Location labeling records:
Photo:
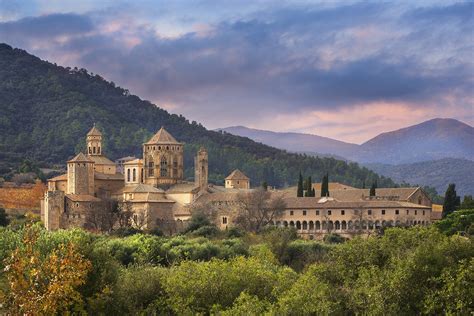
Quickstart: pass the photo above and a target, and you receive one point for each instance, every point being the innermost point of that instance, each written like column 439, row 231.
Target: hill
column 430, row 140
column 437, row 174
column 45, row 111
column 296, row 142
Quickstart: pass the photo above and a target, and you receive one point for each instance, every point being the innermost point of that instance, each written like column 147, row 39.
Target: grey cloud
column 270, row 61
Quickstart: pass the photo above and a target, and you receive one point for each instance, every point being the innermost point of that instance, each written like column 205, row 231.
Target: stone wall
column 23, row 198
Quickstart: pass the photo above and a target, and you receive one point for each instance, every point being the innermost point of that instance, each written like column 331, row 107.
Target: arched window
column 151, row 170
column 163, row 167
column 331, row 225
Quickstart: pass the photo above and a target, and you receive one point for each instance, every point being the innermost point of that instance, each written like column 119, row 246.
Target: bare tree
column 257, row 209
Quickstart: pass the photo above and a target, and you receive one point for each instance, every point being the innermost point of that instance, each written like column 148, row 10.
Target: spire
column 94, row 131
column 162, row 137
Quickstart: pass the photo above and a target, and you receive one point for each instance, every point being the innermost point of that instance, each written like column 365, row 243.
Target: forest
column 46, row 111
column 400, row 271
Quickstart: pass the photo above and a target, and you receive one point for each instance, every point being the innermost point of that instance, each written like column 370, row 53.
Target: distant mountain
column 430, row 140
column 296, row 142
column 46, row 110
column 436, row 173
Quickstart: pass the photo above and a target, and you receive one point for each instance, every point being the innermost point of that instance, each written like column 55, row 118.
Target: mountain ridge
column 429, row 140
column 46, row 111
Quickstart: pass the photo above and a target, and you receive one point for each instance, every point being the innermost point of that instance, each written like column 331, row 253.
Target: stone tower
column 162, row 159
column 80, row 175
column 94, row 142
column 201, row 171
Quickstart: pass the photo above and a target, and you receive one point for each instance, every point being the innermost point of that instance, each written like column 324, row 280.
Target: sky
column 341, row 69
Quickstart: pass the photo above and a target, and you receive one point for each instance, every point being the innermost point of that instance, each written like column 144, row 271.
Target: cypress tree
column 372, row 188
column 325, row 186
column 299, row 192
column 451, row 200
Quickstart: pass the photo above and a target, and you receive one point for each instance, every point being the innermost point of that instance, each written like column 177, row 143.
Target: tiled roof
column 237, row 175
column 357, row 194
column 183, row 188
column 332, row 186
column 101, row 160
column 321, row 203
column 134, row 162
column 142, row 188
column 62, row 177
column 82, row 198
column 80, row 158
column 94, row 132
column 162, row 137
column 106, row 176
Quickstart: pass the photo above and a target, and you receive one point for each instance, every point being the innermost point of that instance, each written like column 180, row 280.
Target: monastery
column 152, row 189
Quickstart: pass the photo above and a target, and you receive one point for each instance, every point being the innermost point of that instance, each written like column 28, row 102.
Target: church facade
column 153, row 191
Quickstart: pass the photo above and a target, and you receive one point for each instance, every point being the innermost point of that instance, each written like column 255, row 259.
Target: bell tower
column 94, row 142
column 201, row 171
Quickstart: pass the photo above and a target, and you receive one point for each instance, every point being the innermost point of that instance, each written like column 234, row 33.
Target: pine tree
column 451, row 200
column 299, row 192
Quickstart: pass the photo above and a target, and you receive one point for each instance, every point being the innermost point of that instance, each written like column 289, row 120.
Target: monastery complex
column 154, row 191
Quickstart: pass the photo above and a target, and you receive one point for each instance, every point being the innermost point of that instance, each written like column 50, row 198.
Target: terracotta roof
column 94, row 132
column 332, row 186
column 357, row 194
column 82, row 198
column 183, row 188
column 162, row 137
column 237, row 175
column 106, row 176
column 134, row 162
column 141, row 188
column 101, row 160
column 80, row 158
column 322, row 203
column 62, row 177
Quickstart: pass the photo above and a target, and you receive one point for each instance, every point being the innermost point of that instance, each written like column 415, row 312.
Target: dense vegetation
column 46, row 110
column 435, row 173
column 403, row 271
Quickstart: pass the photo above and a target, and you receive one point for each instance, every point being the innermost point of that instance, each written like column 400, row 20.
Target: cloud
column 268, row 62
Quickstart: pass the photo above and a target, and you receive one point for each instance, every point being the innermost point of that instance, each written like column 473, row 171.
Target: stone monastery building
column 153, row 190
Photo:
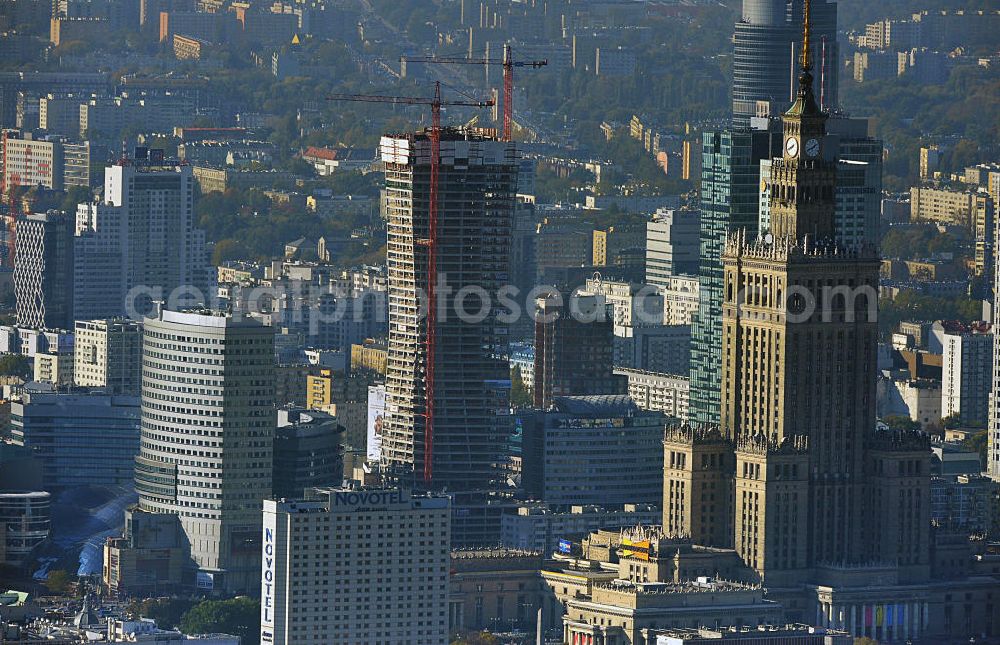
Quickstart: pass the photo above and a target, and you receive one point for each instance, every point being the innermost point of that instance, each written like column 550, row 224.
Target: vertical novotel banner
column 267, row 590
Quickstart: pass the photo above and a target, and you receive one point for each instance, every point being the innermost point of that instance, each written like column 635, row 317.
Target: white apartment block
column 965, row 372
column 666, row 393
column 108, row 354
column 141, row 237
column 356, row 566
column 208, row 422
column 680, row 299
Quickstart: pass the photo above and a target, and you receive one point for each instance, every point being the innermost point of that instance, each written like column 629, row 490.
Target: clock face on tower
column 792, row 147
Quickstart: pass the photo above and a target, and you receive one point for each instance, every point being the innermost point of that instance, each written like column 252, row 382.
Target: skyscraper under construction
column 453, row 438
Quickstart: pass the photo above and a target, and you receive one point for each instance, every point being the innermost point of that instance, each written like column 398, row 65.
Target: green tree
column 900, row 422
column 952, row 421
column 520, row 395
column 167, row 612
column 15, row 365
column 236, row 616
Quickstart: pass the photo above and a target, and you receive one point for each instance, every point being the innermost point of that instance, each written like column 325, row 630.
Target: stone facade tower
column 798, row 361
column 697, row 482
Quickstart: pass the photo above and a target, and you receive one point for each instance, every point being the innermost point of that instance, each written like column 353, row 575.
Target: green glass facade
column 730, row 190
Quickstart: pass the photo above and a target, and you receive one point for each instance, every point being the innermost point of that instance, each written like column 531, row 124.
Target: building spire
column 806, row 63
column 805, row 103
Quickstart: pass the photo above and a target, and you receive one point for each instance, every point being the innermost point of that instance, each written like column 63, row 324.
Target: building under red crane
column 430, row 242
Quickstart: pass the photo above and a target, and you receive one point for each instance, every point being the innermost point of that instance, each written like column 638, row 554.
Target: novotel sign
column 267, row 578
column 368, row 499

* _Stated goal_
Write out every line of all the items above as a JSON list of strings, one string per line, skipping blank lines. Leave the pictures out.

* _Response below_
[
  "Photo:",
  "Quickstart: pass the photo above and a target, and you receive one point for each instance, every point being the innermost point of that instance, each written like column 439, row 231.",
  "Target: hill",
  "column 430, row 140",
  "column 437, row 174",
  "column 45, row 111",
  "column 296, row 142",
  "Quickstart: pass the photo above and a target, and you receive one point for each instance, every point being the innermost point of that instance, each written like column 147, row 39.",
  "Target: grey cloud",
  "column 270, row 61",
  "Quickstart: pass the photo above and a target, and you receive one point for each instance, every point being the innermost point of that instance, each written like column 205, row 231.",
  "Target: stone wall",
  "column 23, row 198",
  "Quickstart: pass the photo above and a target, and you receive one point for each instance, every point being the innermost point of that instance, each written like column 331, row 107.",
  "Target: arched window",
  "column 151, row 170",
  "column 163, row 167",
  "column 331, row 225",
  "Quickstart: pass the photo above and a target, and you receive one point for each instance, every point being the innermost point of that instance, each written like column 119, row 246.",
  "Target: bare tree",
  "column 257, row 209",
  "Quickstart: pass the photo above and a target, and you receive one point for each instance, every point being the innermost point of that instance, each written like column 148, row 10.",
  "Target: spire",
  "column 94, row 131",
  "column 162, row 137",
  "Quickstart: pass the photo above and a target, and you receive one point for each instance, every point being the innermost point of that instance, each written like column 365, row 243.",
  "Target: forest",
  "column 46, row 111",
  "column 400, row 271",
  "Quickstart: pass the photo above and a target, and you receive one point for each instance, every point being the innermost point of that instance, each written like column 370, row 53.",
  "Target: distant mountain",
  "column 430, row 140",
  "column 296, row 142",
  "column 46, row 110",
  "column 436, row 173",
  "Quickstart: pass the photo above and a target, and you receive one point for each instance, every point being the innermost point of that instance, each written like column 55, row 118.",
  "Target: mountain ridge",
  "column 429, row 140",
  "column 46, row 111",
  "Quickstart: pass the photo above and a target, and you receive one point for each instance, every point being the innermost point of that instance, each written like column 331, row 253.",
  "Target: stone tower",
  "column 162, row 159",
  "column 80, row 175",
  "column 94, row 142",
  "column 201, row 171",
  "Quickstart: pass the photo above and a target, and you receive one point for each instance, every point being the innermost point of that instance, each written like column 324, row 280.",
  "Target: sky",
  "column 341, row 69",
  "Quickstart: pass the photo above and a target, and you receive one point for each instance, every point being the innermost point of that instance, each written like column 144, row 271.",
  "Target: cypress tree",
  "column 372, row 188",
  "column 325, row 186",
  "column 299, row 192",
  "column 451, row 200",
  "Quickstart: pass the photo above and a target, and you receive one point for each instance, every point being the innermost point of that instance, each written like column 177, row 143.",
  "Target: tiled roof",
  "column 237, row 175",
  "column 357, row 194",
  "column 183, row 188",
  "column 332, row 186",
  "column 101, row 160",
  "column 321, row 203",
  "column 134, row 162",
  "column 142, row 188",
  "column 62, row 177",
  "column 82, row 198",
  "column 80, row 158",
  "column 94, row 132",
  "column 162, row 137",
  "column 106, row 176",
  "Quickstart: pass the photo above and a target, and you receive one point for each instance, every point being the innermost point of that instance, each written like column 180, row 280.",
  "Target: monastery",
  "column 152, row 189",
  "Quickstart: pass the photo above and a target, and you receive one point for each instance, every point being the innermost point of that instance, each written like column 28, row 102.",
  "Target: church facade",
  "column 153, row 191",
  "Quickstart: pass the photo above and a target, and you receive one point for each instance, every point being the innermost point of that instance, each written like column 255, row 259.",
  "Target: bell tower",
  "column 94, row 142",
  "column 201, row 171",
  "Quickstart: pass the photo above and a target, and you receive one point for each instance, every point being the innermost point of that instance, each written like column 234, row 33.",
  "Target: pine tree",
  "column 451, row 200",
  "column 299, row 192",
  "Quickstart: pass the photo above and a target, and you receive one point for each instance, every point being the innermost point of that instance, each written like column 289, row 120.",
  "Target: monastery complex",
  "column 154, row 191",
  "Quickstart: pass the photo above and a target, and you receive one point for each instance, every point being the innermost point of that instance, each written like column 50, row 198.",
  "Target: terracotta roof",
  "column 94, row 132",
  "column 332, row 186",
  "column 357, row 194",
  "column 82, row 198",
  "column 183, row 188",
  "column 162, row 137",
  "column 237, row 175",
  "column 106, row 176",
  "column 134, row 162",
  "column 141, row 188",
  "column 101, row 160",
  "column 80, row 158",
  "column 322, row 203",
  "column 62, row 177",
  "Quickstart: pass the photo above and a target, and you receive one point for each instance, every point being the innermost point of that instance, each written like column 415, row 312.",
  "Target: dense vegetation",
  "column 46, row 110",
  "column 435, row 173",
  "column 403, row 271",
  "Quickstart: pass the photo above and a target, and you receive one point for each instance, every point being the innermost point of that instance, each written like column 400, row 20.",
  "Target: cloud",
  "column 268, row 62",
  "Quickstart: pass the photo above and a target, and you receive one point for each instance, every point being the innermost point of that instance, each written like column 473, row 171.",
  "Target: stone monastery building",
  "column 153, row 190",
  "Photo:",
  "Quickstart: pass the photo above and a target, and you receive one point for each instance, every point being the innermost point of that instance, each written like column 550, row 224.",
  "Target: vertical novotel banner",
  "column 267, row 590",
  "Quickstart: pass the photo above and a target, and you receive one point for each instance, every point being the innermost point of that instance, each written like column 635, row 317.",
  "Target: white apartment block",
  "column 965, row 372",
  "column 666, row 393",
  "column 108, row 354",
  "column 141, row 237",
  "column 356, row 566",
  "column 208, row 422",
  "column 680, row 299",
  "Quickstart: pass the photo above and a target, and you receive one point for each instance, every point being the innermost point of that instance, each written like column 629, row 490.",
  "Target: clock face on tower",
  "column 792, row 147",
  "Quickstart: pass the photo above and a target, and you receive one point for each instance, every point being the innermost point of that instance, each written like column 252, row 382.",
  "Target: skyscraper under construction",
  "column 453, row 438",
  "Quickstart: pass the photo above and a target, and you receive one point for each instance, every point being the innermost point of that instance, each written like column 398, row 65.",
  "Target: green tree",
  "column 900, row 422",
  "column 952, row 421",
  "column 520, row 395",
  "column 167, row 612",
  "column 15, row 365",
  "column 236, row 616",
  "Quickstart: pass the photo above and a target, and you receive one point for each instance, every point being the innermost point of that instance, each written like column 325, row 630.",
  "Target: stone facade tower",
  "column 798, row 361",
  "column 697, row 482",
  "Quickstart: pass the photo above and a target, and you receive one point for each instance, every point being the innermost point of that instance, each written like column 353, row 575.",
  "Target: green glass facade",
  "column 730, row 190",
  "Quickstart: pass the photo above and a target, and you receive one point for each instance, every point being the innermost point of that instance, each written like column 531, row 124.",
  "Target: building spire",
  "column 806, row 63",
  "column 805, row 103",
  "Quickstart: pass the photo above and a target, and you receive one point for each instance, every point being the innermost point of that instance, each written like column 63, row 324.",
  "Target: building under red crane",
  "column 430, row 242",
  "Quickstart: pass the photo above and a target, and you receive one point for each instance, every point being the innermost point of that instance, each written like column 638, row 554.",
  "Target: novotel sign",
  "column 267, row 578",
  "column 368, row 499"
]